> PROMPT
All lines in the data that hold the word "plate" need copying.

BEGIN PROVIDED INFORMATION

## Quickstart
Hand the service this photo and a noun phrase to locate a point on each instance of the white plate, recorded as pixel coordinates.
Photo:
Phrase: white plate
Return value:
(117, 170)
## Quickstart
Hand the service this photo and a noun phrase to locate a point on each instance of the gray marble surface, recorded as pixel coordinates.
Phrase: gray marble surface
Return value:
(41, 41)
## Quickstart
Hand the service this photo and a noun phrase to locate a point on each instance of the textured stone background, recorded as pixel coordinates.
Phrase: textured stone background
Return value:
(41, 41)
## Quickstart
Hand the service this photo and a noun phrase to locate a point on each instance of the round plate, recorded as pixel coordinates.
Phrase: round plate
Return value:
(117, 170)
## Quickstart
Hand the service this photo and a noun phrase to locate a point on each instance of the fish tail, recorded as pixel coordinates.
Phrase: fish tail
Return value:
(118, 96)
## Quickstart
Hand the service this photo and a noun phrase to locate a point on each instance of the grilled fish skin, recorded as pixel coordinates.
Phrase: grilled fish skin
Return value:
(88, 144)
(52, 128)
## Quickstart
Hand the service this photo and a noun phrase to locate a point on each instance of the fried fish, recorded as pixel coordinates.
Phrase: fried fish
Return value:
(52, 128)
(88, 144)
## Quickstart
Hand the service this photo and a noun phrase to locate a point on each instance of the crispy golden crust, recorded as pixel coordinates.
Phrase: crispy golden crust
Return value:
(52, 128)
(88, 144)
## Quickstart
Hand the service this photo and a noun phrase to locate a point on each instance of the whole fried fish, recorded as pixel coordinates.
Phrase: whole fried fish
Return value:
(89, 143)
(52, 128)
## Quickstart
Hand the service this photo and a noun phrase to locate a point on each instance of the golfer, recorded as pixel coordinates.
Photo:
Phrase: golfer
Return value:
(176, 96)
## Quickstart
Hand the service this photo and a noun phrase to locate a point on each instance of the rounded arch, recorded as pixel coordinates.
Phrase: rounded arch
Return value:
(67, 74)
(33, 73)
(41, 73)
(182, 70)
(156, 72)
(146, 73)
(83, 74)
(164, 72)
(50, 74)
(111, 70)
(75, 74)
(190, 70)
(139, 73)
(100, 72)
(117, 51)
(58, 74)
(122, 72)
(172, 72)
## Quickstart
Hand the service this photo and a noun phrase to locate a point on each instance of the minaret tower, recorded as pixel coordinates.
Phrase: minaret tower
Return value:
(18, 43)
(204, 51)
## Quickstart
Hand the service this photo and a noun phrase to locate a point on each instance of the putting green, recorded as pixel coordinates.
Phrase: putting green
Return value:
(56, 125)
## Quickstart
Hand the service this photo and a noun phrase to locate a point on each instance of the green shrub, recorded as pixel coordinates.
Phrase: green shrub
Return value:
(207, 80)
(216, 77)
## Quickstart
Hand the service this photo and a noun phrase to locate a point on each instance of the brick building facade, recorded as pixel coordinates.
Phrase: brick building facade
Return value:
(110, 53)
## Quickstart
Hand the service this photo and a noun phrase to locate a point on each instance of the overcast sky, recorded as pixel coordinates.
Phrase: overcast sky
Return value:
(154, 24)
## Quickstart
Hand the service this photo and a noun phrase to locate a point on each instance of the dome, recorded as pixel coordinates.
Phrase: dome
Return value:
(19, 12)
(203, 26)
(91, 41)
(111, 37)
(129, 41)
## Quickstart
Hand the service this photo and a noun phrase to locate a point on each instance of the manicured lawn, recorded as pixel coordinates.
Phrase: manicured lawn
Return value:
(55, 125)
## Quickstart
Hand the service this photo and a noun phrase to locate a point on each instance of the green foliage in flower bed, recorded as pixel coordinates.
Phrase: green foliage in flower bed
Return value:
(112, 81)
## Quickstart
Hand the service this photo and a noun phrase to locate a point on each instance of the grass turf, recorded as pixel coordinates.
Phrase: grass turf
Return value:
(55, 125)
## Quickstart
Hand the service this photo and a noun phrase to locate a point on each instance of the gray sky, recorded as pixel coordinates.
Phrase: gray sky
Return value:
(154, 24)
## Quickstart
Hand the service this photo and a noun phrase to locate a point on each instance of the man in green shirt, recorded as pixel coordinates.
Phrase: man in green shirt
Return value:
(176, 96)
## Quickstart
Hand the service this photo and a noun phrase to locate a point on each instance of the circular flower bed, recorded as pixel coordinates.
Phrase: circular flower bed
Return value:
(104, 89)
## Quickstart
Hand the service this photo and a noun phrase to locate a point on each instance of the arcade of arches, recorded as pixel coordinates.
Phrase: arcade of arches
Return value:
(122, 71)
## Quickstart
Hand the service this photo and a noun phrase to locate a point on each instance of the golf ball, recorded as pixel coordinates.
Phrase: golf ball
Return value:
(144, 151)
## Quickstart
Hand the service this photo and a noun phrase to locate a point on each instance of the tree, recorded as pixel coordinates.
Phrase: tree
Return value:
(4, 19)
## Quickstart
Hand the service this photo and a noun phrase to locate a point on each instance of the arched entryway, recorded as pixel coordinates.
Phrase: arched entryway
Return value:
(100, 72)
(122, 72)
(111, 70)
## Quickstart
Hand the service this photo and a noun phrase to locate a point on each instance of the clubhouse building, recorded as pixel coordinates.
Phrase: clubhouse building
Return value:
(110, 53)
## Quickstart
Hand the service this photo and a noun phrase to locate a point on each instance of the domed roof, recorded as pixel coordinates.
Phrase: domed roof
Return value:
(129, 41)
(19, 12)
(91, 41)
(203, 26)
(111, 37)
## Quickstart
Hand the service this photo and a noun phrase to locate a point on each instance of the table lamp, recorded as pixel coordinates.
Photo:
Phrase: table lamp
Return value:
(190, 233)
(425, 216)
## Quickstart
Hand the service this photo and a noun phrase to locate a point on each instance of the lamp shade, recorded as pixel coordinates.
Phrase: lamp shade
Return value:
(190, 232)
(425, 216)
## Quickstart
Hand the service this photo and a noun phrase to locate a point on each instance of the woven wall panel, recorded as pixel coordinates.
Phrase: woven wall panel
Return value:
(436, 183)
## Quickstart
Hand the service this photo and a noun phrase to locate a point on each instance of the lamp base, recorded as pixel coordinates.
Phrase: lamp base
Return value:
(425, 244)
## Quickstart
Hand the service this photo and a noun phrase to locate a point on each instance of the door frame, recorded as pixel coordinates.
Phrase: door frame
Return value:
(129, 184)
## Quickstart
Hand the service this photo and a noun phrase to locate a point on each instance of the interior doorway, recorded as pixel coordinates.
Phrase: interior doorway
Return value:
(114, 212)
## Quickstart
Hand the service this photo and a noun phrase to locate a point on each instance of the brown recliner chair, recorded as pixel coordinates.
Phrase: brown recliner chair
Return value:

END PROVIDED INFORMATION

> OUTPUT FOR THIS TASK
Hand the service this photo and a noun phrase to locate a point on each instance of the white plate, recorded as pixel coordinates.
Phrase: white plate
Hand the service this photo and a noun phrase to locate a point on each instance of the round plate, recorded as pixel coordinates.
Phrase: round plate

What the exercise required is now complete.